▶ _Page text_:
Studied at Harcourt Butler, Simla (1946-55) and
SDB College, Simla (1955-60). Did MA in English
from Hindu College, Delhi (1961-63) and MA in
Philosophy from The Institute of Post-graduate
Studies(1965-67). Taught English at PGDAV
College, Delhi (1963-2005). Also taught at
Sherubtse College, Bhutan (1992-95). The
Fourth Monkey is his first novel. The only
other book, My Mirror, is a collection of
essays (1971).

Dataset excerpt:
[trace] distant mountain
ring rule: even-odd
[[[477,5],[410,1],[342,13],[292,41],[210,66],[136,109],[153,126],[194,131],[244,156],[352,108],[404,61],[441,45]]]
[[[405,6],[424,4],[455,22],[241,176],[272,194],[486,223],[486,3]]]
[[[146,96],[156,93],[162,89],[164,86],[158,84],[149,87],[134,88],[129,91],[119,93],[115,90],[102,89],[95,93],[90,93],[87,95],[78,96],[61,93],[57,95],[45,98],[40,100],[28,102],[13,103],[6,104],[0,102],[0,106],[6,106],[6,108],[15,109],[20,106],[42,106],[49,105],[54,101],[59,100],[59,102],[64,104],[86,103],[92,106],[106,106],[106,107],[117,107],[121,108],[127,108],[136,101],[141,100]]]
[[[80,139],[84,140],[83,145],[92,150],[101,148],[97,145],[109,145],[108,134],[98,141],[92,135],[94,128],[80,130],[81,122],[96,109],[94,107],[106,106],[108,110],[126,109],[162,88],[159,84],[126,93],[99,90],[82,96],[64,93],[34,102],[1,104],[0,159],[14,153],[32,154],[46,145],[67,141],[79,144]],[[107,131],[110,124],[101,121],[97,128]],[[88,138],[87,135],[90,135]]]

▶ _To be done_:
A - In the biographical note, which institution is listed for the English teaching spanning 1963 to 2005?
B - Resume the biographical note from its last sentence and write the next few sentences.
The records are not relevant to any of this.

▶ _Answers to the exercises_:
A - PGDAV College, Delhi.

B -
He can be reached at
sushg167@yahoo.co.in
Comments:
Outrageously funny, serious, gripping,
Sushil Gupta’s The Fourth Monkey is one
of the most refreshing novels I have read in a
long, long time. Shelly (short for Shalini), the
Simla born protagonist’s beautiful but
semi-ascetic wife – and thus an expression of
the novel’s title denoting the suppression of
genitalic indulgence – is a contrast to her
Delhi based college lecturer husband, a normal
healthy male with a strong and insatiable sexual
appetite. The collision between the opposing
temperaments of Shelly and Madan is the nucleus
of the book, giving rise to hilarious dialogues
and delightfully comic situations while, at the
same time, probing deep into the complexities
that constitute human behaviour, the rich
diversity that makes homo sapiens so
fascinating (and baffling) a species of
creation.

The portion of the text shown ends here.